### DATA FOR PROCESSING
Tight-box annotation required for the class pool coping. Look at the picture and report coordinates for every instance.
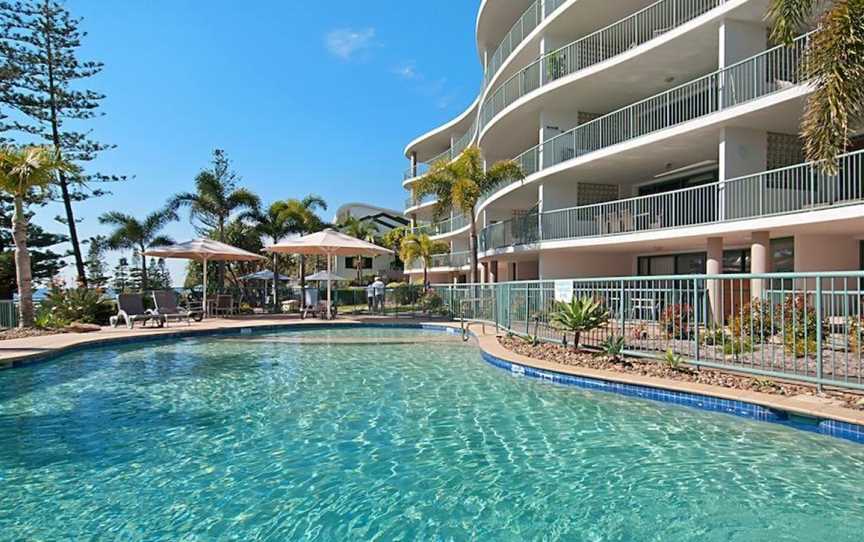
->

---

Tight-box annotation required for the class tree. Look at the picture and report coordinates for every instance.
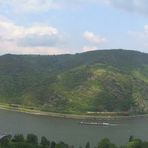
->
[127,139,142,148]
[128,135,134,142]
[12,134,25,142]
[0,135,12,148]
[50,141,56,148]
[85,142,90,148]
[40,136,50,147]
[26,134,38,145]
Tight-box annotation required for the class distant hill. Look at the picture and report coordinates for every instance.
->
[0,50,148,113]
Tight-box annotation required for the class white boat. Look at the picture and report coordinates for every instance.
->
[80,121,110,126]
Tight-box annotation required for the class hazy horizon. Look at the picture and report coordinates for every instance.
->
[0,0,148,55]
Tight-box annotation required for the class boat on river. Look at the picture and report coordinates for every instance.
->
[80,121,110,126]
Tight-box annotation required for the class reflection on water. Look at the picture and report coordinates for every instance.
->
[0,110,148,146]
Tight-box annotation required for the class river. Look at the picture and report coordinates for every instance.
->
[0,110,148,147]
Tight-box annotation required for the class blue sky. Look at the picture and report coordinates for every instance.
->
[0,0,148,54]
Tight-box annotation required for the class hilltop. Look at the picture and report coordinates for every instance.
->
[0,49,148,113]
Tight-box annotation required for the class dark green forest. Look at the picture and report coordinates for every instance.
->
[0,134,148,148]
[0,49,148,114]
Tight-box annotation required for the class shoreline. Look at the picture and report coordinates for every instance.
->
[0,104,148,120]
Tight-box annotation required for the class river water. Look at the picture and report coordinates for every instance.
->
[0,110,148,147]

...

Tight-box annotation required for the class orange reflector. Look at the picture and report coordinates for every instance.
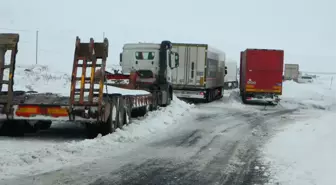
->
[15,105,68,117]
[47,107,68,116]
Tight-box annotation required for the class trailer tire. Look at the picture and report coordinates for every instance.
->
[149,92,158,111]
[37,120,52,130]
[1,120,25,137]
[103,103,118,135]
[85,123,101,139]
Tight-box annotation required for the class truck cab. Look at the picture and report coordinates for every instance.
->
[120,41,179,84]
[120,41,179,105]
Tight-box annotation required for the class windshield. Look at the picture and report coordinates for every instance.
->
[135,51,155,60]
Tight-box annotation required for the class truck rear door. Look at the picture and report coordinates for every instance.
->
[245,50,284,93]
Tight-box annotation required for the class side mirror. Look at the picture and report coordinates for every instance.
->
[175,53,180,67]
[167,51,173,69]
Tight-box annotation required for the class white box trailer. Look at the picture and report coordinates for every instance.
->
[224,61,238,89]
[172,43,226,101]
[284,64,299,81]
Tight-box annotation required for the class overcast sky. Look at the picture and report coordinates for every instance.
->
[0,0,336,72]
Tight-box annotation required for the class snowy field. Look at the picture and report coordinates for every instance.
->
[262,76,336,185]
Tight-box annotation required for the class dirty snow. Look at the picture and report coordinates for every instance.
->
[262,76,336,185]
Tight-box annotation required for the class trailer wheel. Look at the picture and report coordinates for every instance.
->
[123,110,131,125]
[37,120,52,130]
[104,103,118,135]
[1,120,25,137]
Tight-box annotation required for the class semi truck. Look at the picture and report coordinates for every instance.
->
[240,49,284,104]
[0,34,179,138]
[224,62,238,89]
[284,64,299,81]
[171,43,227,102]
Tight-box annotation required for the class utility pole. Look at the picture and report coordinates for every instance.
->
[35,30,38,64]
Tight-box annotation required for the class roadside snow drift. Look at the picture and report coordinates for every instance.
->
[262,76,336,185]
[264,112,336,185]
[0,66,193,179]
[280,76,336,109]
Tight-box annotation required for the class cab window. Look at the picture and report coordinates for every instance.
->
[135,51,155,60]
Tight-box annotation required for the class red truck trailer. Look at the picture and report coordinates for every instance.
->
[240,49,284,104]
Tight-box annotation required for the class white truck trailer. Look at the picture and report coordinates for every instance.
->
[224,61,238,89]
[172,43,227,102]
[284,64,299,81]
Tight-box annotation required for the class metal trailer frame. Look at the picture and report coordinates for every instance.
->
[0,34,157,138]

### DIRECTIVE
Reproduce the rows verbatim, beginning with the line that contains "Tight-box annotation required for the class boat" and stopping after the line that contains "[0,49,148,113]".

### SOLUTION TO THIS TASK
Tight-box annotation required for the class boat on river. Look at the picture and report coordinates for every instance.
->
[80,121,110,126]
Tight-box annotation required for the class reflection on water. Look at the picture and report coordinates for every instance.
->
[0,110,148,146]
Tight-box annotation required for the class river. Look at the picture and report coordinates for every instance.
->
[0,110,148,147]
Tight-box annotation required for the class blue sky. Look at the picture and report coordinates for every instance.
->
[0,0,148,54]
Tight-box annotation required for the class hilltop. Look at the picture and report coordinates for every instance.
->
[0,49,148,113]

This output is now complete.